EXERCISE BRIEF
Please read the advice post below and say what its writer didn't believe in doing at night.

***** QUOTED TEXT

I was this close to calling her and telling her that I packed all her stuff and that she needs to move out within the week. Then before I can do that, she texts me and tells me she wants to spend new years eve with me and that she'll be home tonight or early tomorrow. Why am I such a sucker?!?!?!?

 

YOU LOVE HER, and you cannot turn off your emotions like you can a light switch. Okay, here is the deal;

 

1. STOP BEATING YOURSELF UP. Your human, this is a very human thing for you to be going through. Dude, listen, there was a time where I would break up with my ex at night and take her back in the morning. All of that happened in my head because I didn't believe in making big choices at night which prolonged the bloodletting much longer that it should have gone. What you are going through is normal and I bet dollars to doughnuts that the people who have posted on this thread can relate in one way or another. YOU AREN'T WEAK. BUT, you are letting your emotions think for you.

 

2. STOP LETTING YOUR EMOTIONS THINK FOR YOU. This will be the hardest part for you. You have to make a choice. What is it that you want? Do you want a healthy relationship where you and your partner walk hand in hand in this life, OR, do you always want to be looking over your shoulder. Don't worry about your gf, don't worry about the future, don't worry about ANYTHING other than this one choice RIGHT NOW. When you make this choice, proceed to step three.

**********
***** INFORMATION PROVIDED

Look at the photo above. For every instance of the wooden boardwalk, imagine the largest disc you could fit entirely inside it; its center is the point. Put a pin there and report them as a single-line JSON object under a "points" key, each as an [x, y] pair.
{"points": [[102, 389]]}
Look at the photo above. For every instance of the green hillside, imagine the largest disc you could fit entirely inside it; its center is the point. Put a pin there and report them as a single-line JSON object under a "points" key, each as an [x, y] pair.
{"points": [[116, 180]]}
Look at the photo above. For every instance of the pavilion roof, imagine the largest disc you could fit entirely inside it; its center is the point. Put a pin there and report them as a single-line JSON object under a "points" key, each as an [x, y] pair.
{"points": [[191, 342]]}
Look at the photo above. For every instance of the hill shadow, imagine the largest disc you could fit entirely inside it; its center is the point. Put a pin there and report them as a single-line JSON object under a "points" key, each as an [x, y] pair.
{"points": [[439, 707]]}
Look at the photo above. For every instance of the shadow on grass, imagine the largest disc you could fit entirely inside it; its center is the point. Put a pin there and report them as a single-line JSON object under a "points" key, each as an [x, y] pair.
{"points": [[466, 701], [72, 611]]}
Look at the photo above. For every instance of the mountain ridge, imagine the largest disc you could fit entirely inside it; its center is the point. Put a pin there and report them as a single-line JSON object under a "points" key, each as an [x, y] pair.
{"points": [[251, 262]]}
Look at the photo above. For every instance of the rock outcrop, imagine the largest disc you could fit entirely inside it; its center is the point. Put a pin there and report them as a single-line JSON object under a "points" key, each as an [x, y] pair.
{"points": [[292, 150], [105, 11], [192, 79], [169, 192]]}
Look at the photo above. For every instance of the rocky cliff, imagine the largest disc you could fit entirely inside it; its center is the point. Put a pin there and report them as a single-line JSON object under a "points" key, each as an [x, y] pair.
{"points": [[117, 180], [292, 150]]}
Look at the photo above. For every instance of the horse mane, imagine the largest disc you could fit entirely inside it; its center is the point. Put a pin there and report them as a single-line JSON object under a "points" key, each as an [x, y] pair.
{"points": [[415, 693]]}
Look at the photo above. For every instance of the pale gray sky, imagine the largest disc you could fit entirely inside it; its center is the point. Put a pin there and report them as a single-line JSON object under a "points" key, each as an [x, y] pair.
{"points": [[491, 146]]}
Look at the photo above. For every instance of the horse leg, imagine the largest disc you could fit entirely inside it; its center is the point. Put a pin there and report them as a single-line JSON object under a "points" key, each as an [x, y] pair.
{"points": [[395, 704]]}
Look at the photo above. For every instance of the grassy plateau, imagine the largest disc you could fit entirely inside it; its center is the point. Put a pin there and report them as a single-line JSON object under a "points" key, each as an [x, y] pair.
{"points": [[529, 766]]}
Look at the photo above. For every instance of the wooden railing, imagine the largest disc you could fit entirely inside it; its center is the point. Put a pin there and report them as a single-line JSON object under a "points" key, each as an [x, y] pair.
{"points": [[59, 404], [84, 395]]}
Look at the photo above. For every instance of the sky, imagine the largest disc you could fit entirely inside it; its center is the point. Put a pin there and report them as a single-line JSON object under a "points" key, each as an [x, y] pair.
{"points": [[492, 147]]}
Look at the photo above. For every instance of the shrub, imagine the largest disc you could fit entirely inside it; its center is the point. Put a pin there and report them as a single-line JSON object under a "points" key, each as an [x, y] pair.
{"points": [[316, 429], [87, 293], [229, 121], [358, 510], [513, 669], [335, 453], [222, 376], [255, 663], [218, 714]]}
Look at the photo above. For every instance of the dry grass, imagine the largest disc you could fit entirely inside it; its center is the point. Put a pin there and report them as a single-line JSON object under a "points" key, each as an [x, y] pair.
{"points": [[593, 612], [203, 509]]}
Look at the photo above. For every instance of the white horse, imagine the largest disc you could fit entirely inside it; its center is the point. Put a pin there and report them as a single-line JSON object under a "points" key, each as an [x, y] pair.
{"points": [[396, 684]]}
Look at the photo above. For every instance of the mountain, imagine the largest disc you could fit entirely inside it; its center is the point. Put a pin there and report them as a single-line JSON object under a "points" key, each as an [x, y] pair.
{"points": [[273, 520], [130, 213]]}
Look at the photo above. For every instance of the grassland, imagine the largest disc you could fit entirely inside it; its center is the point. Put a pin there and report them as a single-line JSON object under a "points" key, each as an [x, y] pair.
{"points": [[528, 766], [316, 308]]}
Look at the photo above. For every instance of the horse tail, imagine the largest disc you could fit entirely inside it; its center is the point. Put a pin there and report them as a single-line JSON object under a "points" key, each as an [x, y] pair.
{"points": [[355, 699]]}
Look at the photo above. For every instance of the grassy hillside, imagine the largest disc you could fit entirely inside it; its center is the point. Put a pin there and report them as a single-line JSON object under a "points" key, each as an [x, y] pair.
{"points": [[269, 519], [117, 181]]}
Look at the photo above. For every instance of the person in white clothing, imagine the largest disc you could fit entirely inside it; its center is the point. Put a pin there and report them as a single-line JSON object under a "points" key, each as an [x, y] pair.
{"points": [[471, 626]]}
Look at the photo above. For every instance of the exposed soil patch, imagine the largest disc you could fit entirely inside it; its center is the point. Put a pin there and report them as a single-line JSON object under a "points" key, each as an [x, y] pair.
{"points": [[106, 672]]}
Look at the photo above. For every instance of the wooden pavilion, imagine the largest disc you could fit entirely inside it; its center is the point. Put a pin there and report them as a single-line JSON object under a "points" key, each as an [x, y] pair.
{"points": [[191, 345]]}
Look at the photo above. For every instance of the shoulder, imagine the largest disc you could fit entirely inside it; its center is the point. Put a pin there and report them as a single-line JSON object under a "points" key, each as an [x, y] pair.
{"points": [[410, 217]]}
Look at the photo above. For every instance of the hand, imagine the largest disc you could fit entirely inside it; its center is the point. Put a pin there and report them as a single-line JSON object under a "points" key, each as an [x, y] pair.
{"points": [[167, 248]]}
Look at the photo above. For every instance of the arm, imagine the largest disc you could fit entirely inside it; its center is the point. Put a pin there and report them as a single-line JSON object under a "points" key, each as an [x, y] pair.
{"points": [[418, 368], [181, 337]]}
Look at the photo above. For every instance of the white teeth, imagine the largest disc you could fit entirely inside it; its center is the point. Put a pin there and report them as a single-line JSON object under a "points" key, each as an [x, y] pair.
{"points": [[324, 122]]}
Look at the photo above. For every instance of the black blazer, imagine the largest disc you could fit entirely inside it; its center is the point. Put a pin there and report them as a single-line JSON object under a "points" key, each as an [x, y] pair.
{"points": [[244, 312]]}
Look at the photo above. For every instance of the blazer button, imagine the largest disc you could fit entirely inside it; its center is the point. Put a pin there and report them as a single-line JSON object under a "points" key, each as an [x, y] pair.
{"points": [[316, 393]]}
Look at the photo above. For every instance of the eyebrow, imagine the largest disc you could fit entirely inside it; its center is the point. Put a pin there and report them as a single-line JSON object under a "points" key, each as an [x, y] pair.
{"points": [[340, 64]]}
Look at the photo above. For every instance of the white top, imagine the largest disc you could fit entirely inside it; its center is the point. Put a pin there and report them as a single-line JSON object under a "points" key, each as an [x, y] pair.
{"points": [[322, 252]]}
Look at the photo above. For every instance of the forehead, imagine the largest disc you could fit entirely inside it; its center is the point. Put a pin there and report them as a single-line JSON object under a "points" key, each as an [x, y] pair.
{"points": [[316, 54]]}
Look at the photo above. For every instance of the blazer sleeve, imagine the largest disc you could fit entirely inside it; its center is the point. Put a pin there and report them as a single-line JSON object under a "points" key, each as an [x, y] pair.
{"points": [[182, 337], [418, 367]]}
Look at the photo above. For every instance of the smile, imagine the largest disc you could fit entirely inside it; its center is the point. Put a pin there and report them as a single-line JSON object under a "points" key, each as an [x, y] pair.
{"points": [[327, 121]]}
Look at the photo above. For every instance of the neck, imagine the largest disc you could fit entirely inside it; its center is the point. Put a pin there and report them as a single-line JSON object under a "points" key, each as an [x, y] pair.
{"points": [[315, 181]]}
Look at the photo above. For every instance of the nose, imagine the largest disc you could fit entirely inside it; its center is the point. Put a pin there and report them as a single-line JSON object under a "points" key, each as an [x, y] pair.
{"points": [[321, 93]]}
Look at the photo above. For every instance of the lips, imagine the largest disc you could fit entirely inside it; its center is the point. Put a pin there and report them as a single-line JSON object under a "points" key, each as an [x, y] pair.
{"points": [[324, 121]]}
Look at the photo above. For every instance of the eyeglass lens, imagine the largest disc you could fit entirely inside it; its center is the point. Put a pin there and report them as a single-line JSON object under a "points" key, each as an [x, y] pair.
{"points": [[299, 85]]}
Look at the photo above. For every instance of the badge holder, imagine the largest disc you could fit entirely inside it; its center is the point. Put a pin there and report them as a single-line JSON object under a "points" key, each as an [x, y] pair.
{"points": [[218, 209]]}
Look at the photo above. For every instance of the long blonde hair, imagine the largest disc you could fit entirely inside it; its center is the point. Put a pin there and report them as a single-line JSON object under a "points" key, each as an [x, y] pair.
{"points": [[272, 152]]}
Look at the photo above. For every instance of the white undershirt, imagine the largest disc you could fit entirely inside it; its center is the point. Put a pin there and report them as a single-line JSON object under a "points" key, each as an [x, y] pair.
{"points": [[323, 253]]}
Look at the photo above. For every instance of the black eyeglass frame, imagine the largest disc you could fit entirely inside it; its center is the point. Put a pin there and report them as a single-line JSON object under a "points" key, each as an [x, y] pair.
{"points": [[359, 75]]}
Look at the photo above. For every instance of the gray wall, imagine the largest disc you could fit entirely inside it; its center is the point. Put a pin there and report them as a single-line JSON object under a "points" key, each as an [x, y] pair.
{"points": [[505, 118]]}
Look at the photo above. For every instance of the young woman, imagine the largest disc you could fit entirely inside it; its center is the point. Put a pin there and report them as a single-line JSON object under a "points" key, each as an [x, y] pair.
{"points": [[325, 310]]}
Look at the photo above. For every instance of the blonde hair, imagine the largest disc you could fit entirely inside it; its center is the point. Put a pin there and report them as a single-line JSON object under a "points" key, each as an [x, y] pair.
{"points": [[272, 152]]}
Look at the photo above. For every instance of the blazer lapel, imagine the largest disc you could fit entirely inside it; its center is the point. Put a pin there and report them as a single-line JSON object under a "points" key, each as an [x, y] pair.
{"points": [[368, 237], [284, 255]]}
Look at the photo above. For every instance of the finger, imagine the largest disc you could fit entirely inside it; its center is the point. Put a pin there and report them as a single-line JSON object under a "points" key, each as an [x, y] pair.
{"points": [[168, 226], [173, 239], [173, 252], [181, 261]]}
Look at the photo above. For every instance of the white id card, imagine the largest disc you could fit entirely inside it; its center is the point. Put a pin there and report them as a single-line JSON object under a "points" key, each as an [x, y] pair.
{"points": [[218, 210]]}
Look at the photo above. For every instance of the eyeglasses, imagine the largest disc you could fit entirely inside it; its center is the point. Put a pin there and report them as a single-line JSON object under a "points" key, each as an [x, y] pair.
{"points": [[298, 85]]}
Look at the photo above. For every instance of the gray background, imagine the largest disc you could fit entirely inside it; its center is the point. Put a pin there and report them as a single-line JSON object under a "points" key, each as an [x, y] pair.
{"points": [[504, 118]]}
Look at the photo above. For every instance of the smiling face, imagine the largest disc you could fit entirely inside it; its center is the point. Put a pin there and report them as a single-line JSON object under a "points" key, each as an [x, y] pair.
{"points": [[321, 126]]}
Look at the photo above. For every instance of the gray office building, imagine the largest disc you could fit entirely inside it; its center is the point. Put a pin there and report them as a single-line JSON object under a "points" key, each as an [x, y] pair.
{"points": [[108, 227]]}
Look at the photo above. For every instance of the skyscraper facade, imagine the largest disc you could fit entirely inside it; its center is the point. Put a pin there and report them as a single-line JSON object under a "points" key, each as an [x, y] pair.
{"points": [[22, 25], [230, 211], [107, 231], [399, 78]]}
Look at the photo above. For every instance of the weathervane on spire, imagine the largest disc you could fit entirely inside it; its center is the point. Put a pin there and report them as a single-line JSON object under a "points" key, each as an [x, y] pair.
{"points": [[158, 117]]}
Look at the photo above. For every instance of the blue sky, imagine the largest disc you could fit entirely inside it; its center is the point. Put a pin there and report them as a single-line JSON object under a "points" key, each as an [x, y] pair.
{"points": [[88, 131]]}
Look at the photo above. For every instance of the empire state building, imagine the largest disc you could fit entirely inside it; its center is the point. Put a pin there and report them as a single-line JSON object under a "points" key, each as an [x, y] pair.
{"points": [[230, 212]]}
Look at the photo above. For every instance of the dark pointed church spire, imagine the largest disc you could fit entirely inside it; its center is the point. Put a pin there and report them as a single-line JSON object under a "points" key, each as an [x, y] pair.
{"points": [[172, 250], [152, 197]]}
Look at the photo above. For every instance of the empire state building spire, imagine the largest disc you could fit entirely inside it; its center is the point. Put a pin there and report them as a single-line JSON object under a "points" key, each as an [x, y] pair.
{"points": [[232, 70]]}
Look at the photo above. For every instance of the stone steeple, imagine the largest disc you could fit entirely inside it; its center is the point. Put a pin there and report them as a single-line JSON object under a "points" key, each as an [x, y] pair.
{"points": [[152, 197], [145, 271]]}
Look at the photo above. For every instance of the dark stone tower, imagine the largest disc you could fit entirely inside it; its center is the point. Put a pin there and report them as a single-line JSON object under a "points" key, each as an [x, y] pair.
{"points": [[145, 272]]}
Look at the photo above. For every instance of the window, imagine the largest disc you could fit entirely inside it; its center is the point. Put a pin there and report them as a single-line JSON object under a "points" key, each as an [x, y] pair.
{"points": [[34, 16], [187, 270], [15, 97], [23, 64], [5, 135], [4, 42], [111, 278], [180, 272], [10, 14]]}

**********

EXPECTED ANSWER
Making big choices.